**EXTRAIT DE PAGE:**

::::::::::

L’Œdème Aigu du Poumon

Méline Lorillard, Infirmière, CHU de  Tours

Décembre 2023

 

Oap

Figure 1 (Istock,2018) illustration représentative de l’œdème pulmonaire. [3]

 

Selon Payers, A (2018) l’œdème aigu du poumon (OAP) représente 1% du passage aux urgences [1]. Les équipes médicales et paramédicales se doivent d’agir vite puisque son évolution est rapide et peut mener au décès du patient. La prise en charge doit être immédiate. En effet, le taux de mortalité lors d’un épisode comme celui-ci est de 20 à 40% [2].

 

1. Définition

L’œdème aigu du poumon est un phénomène dû à une élévation de la pression des capillaires pulmonaires laissant s’échapper le liquide plasmatique. Un envahissement brutal et soudain vient alors inonder les alvéoles pulmonaires et le tissu pulmonaire interstitiel.

 

2. Facteurs de risques

L’insuffisance cardiaque est l’une des causes principales de l’œdème aigu du poumon. C’est d’ailleurs ce qu’ont écrit Juillard, A et Roger,C « L’œdème aigue du poumon (OAP) est l’expression la plus caractéristique de l’insuffisance cardiaque gauche (…) ». [4]

En effet, la force de contraction du ventricule gauche est déficiente, le sang stagne et va ainsi s’accumuler en amont. La pression des capillaires pulmonaires augmente ce qui entraine une fuite du liquide plasmatique.

D’autres facteurs sont responsables dans cette forme de décompensation. Les troubles du rythme en font partis ainsi que les valvulopathies qui viennent perturber l’écoulement sanguin, de même pour le myxome de l’oreillette gauche. On retrouve également l’infarctus du myocarde, la cardiomyopathie dilatée et hypertrophique qui a leur tour impactent la fonction diastolique et systolique du ventricule gauche.

L’endocardite, la myocardite et la pneumopathie infectieuse sont-elles aussi en cause dans cet état pathologique aigu. Il ne s’agit pas là d’une origine purement cardiaque mais d’une agression externe à l’organisme.

De même, on distingue les causes intrinsèques comme le sexe, l’âge, la génétique et des causes lésionnelles, toxiques, une non-observance médicamenteuse, un écart de régime (notamment pauvre en sel).

 

3. Physiopathologie / Signes cliniques et biologiques

Lors d’un OAP, le patient subit une "noyade interne" de ses alvéoles et de ses tissus pulmonaires. De ce fait, les échanges gazeux ne sont plus assurés.

A partir de là résulte une suite logique, si les échanges gazeux sont perturbés, l’organisme n’est pas suffisamment oxygéné. C’est alors qu’on observe des signes respiratoires de gravité tels que la dyspnée sévère avec signes de lutte respiratoire (balancement thoraco-abdominal, battements des ailes du nez, tirage intercostal), polypnée, sueurs profuses, cyanose des extrémités et des muqueuses, saturation en oxygène diminuée. L’augmentation des pressions pulmonaires peut également entrainer en plus de la dyspnée majeure, des râles crépitants pulmonaires bilatéraux, une douleur angineuse, une tachycardie, une hypertension, une orthopnée, une toux, des expectorations rosées, mousseuses.

::::::::::

**CONSIGNES DE L'EXERCICE:**
**1)** D'après le texte sur l'œdème aigu du poumon, expliquez en une à trois phrases par quel mécanisme l'insuffisance cardiaque gauche provoque une fuite du liquide plasmatique.
**2)** Poursuivez le texte sur l'œdème aigu du poumon en reprenant juste après sa dernière phrase.
Les entrées qui suivent n'ont aucun lien avec le texte sur l'œdème aigu du poumon.

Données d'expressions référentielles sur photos
::::::::::

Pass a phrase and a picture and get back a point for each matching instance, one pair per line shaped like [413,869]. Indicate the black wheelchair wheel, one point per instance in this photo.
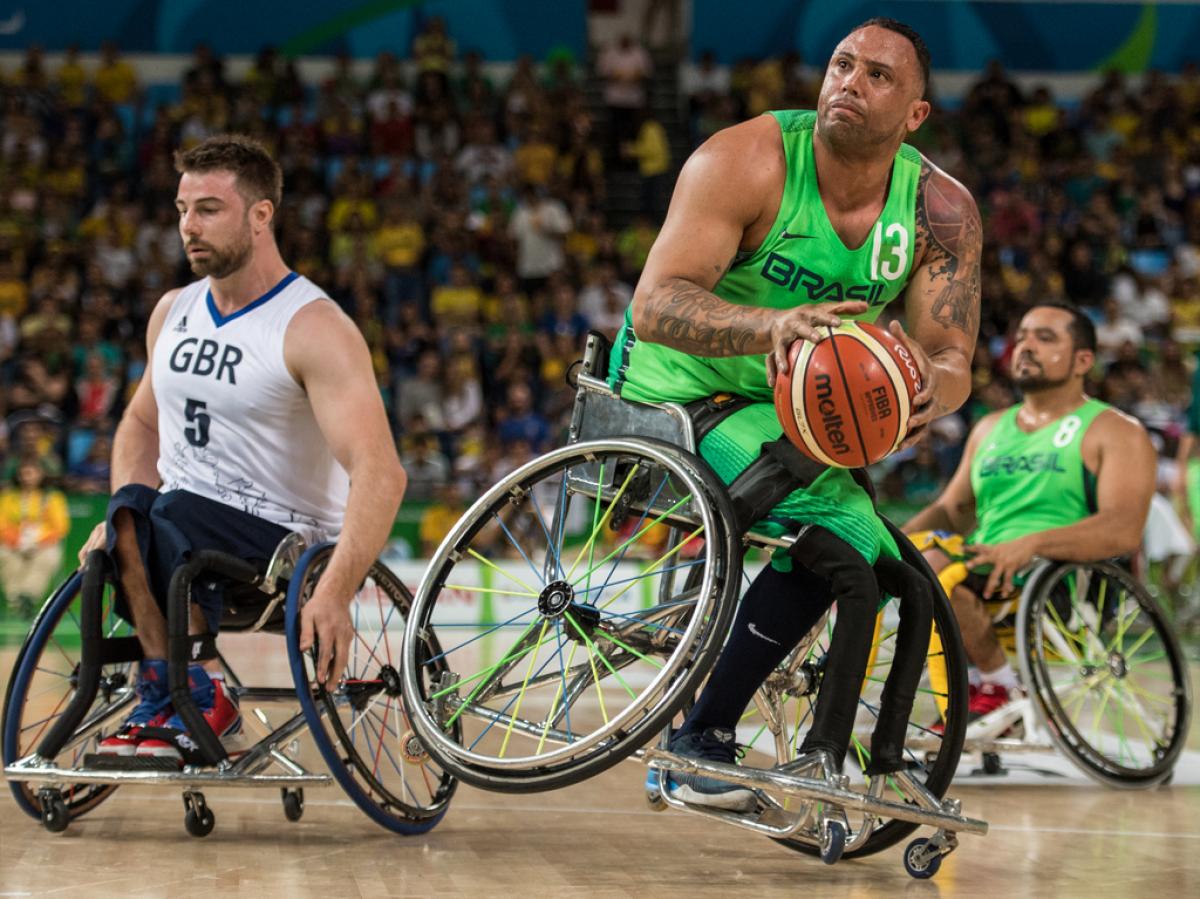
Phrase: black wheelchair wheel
[587,637]
[42,685]
[361,727]
[1105,671]
[936,726]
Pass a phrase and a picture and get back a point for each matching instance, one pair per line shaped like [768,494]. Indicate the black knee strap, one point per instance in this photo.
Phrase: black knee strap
[857,594]
[779,469]
[916,594]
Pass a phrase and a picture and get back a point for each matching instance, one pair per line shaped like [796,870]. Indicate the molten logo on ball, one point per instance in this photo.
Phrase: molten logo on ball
[829,418]
[846,401]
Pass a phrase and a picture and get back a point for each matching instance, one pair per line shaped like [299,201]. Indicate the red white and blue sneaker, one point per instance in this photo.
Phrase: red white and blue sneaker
[219,707]
[153,709]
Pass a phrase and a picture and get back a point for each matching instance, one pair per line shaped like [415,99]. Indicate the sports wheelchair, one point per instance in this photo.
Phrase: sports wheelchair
[1105,681]
[73,682]
[605,575]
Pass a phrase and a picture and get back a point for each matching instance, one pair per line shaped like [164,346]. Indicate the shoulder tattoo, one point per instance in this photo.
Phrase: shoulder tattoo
[949,231]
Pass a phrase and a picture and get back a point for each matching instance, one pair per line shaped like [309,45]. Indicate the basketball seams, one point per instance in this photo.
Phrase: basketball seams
[899,383]
[801,412]
[853,412]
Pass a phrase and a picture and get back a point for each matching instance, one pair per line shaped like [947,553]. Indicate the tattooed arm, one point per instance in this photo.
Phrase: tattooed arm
[942,300]
[726,199]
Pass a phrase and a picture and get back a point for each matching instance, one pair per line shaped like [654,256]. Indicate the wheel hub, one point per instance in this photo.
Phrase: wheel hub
[1117,665]
[556,599]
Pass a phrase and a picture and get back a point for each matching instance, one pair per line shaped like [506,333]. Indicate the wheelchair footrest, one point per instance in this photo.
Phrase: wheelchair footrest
[129,762]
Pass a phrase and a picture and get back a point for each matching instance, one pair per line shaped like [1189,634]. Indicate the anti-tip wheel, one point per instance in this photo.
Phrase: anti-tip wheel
[55,815]
[833,841]
[293,804]
[918,862]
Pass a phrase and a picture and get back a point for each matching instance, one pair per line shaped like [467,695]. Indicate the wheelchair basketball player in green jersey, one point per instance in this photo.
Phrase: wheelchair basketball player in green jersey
[778,227]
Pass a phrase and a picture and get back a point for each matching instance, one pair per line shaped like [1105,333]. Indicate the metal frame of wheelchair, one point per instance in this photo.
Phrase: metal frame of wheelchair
[57,779]
[687,624]
[1072,665]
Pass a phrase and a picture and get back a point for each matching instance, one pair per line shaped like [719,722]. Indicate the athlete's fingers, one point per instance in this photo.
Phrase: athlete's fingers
[324,658]
[341,653]
[849,307]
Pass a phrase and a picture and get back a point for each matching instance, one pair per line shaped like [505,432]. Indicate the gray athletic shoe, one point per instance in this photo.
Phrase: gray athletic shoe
[713,744]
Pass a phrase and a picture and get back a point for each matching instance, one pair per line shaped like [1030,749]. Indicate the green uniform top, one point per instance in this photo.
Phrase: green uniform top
[802,261]
[1025,483]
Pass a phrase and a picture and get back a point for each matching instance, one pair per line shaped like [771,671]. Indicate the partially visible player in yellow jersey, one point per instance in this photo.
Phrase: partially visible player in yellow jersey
[1059,475]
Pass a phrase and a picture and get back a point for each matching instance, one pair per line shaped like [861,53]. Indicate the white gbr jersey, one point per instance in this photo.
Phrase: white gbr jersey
[233,423]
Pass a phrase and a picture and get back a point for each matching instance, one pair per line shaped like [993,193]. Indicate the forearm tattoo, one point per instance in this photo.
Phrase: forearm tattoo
[687,317]
[952,234]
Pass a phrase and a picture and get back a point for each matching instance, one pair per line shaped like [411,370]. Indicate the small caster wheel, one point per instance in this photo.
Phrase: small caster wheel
[55,816]
[198,819]
[293,804]
[918,862]
[833,841]
[654,791]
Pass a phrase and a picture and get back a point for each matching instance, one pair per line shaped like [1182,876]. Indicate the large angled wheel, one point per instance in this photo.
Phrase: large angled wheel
[775,725]
[360,726]
[42,685]
[579,604]
[1105,672]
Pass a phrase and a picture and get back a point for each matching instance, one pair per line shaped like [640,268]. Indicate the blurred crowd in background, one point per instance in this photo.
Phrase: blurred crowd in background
[462,221]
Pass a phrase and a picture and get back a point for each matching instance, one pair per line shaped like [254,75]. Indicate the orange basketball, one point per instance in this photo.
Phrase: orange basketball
[846,400]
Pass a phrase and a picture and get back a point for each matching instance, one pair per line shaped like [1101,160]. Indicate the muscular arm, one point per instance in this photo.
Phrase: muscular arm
[726,198]
[136,443]
[1125,471]
[955,508]
[328,355]
[942,300]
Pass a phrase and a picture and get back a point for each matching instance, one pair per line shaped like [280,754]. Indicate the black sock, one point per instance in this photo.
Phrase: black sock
[777,611]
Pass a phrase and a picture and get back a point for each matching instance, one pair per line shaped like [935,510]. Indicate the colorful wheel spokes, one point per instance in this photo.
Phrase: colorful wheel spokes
[564,609]
[365,712]
[1108,671]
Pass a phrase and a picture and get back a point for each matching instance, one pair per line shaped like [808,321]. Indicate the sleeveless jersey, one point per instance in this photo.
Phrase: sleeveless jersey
[802,261]
[233,424]
[1025,483]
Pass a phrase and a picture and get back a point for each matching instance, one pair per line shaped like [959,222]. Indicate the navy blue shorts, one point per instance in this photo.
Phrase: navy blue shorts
[171,526]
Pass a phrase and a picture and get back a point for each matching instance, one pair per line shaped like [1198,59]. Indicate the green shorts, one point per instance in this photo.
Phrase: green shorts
[833,501]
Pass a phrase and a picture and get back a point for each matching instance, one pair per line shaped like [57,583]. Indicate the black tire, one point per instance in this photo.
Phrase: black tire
[42,684]
[1096,649]
[933,754]
[353,724]
[639,475]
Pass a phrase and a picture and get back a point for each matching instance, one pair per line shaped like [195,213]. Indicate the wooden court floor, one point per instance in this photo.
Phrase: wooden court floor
[1059,838]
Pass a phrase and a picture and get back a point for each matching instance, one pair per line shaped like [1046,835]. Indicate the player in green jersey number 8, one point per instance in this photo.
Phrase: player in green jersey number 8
[1059,475]
[778,227]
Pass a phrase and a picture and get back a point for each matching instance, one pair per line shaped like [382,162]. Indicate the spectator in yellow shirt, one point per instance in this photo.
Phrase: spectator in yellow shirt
[400,243]
[460,303]
[71,79]
[115,79]
[534,160]
[33,525]
[653,154]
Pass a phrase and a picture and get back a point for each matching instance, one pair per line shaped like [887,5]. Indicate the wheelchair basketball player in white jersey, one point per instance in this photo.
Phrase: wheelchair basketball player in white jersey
[258,415]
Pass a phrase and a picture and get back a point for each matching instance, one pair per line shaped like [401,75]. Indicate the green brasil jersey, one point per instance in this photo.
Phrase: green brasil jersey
[1025,483]
[802,261]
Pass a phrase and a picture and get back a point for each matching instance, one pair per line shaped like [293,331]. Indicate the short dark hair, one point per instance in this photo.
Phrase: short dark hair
[258,175]
[915,39]
[1083,329]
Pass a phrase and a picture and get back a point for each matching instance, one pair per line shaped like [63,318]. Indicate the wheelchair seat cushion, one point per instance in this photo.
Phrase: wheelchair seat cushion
[172,526]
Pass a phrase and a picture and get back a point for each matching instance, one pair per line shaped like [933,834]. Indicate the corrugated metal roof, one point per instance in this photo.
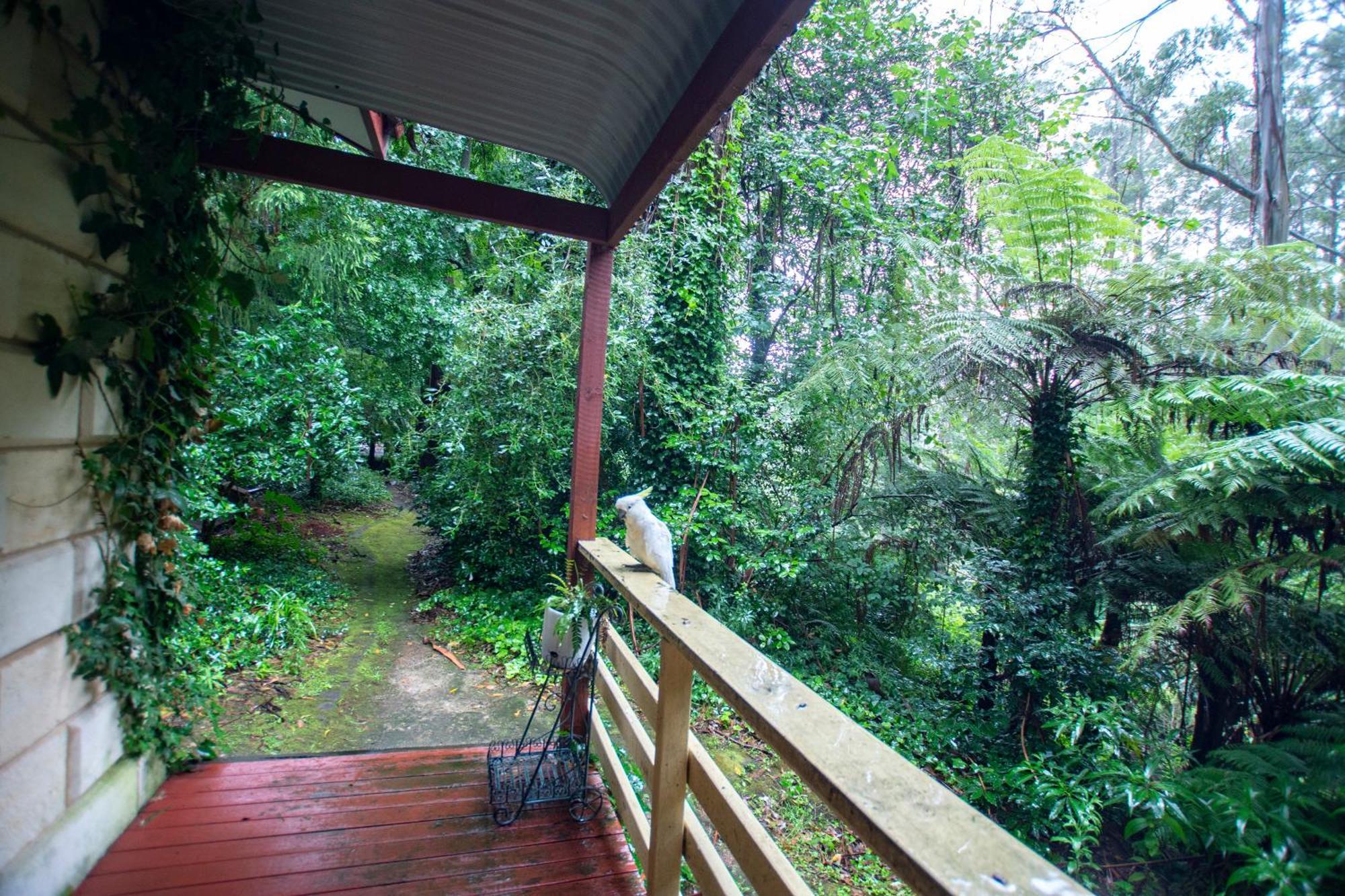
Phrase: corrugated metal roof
[587,83]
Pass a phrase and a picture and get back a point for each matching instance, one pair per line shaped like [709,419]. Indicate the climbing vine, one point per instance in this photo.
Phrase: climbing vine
[135,138]
[697,236]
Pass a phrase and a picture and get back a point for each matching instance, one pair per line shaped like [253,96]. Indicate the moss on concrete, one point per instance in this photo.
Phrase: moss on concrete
[381,686]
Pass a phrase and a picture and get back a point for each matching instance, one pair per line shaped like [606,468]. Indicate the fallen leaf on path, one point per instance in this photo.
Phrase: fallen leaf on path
[450,654]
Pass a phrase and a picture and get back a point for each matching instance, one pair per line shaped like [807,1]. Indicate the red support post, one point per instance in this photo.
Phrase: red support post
[588,399]
[586,458]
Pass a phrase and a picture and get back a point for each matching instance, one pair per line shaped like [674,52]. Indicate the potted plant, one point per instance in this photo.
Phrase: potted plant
[571,614]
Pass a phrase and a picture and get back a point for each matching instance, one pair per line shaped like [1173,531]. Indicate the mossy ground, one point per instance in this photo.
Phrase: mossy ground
[379,686]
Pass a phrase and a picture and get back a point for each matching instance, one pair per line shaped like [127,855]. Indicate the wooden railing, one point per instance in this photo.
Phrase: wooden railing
[933,840]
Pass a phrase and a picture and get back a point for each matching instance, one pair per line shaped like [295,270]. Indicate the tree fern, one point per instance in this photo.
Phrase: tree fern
[1054,220]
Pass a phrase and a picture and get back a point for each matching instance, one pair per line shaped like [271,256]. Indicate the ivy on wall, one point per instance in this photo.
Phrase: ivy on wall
[169,81]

::::::::::

**RÉPONSES DANS L'ORDRE:**
**1)** La force de contraction du ventricule gauche est déficiente, si bien que le sang stagne et s'accumule en amont. La pression des capillaires pulmonaires augmente alors, ce qui entraîne une fuite du liquide plasmatique.

**2)**
Pour apprécier la qualité des échanges gazeux, le gaz du sang artériel reste l’examen le plus fréquemment utilisé. Il tient compte de la pression partielle en oxygène (PAO2) dissous dans le sang artériel et la pression artérielle en dioxyde de carbone (PACO2). Dans le cas d’une hypoxémie, le malade va chercher à compenser son manque de PAO2 en hyperventilant ce qui a son tour augmente la PCO2. Le lactate est un marqueur qui peut s’observer lors d’une insuffisance respiratoire aigüe, dont l’origine est vraisemblablement musculaire liée aux efforts respiratoires. Il va permettre d’évaluer l’importance de l’hypoxie tissulaire.

Un patient hypoxique va également être asthénique, mais d’autres signes neurologiques sont à prendre en compte notamment la confusion, l’angoisse et l’agitation. La personne soignée est angoissée par sa difficulté à respirer et par la présence d’une véritable noyade pulmonaire.

Il est important de repérer l’existence de signes de choc, qui va imposer une prise en soin d’urgence. On retrouve les signes d’hypoperfusions tissulaires (marbrures, pâleur cutanée, extrémités froides, sueurs, oligurie/anurie...) avec une défaillance viscérale aigue (insuffisance rénale, hépatique, trouble neurologique …) ainsi que des manifestations hémodynamiques (l’hypotension artérielle avec une différentielle diastolique/systolique pincée, une tachycardie).

Le médecin pratique un examen physique du patient. Il réalise une auscultation cardiaque par une échographie transthoracique qui permet d’analyser la cause de l’œdème aigu du poumon. Il évalue le fonctionnement du ventricule gauche et sa fraction d’éjection (FEVG).

 

Il peut observer l’activité des valves, une surcharge sur la cavité droite ainsi qu’une veine cave inférieure dilatée. Il effectue également une auscultation pulmonaire qui constate la présence ou non de râle crépitant.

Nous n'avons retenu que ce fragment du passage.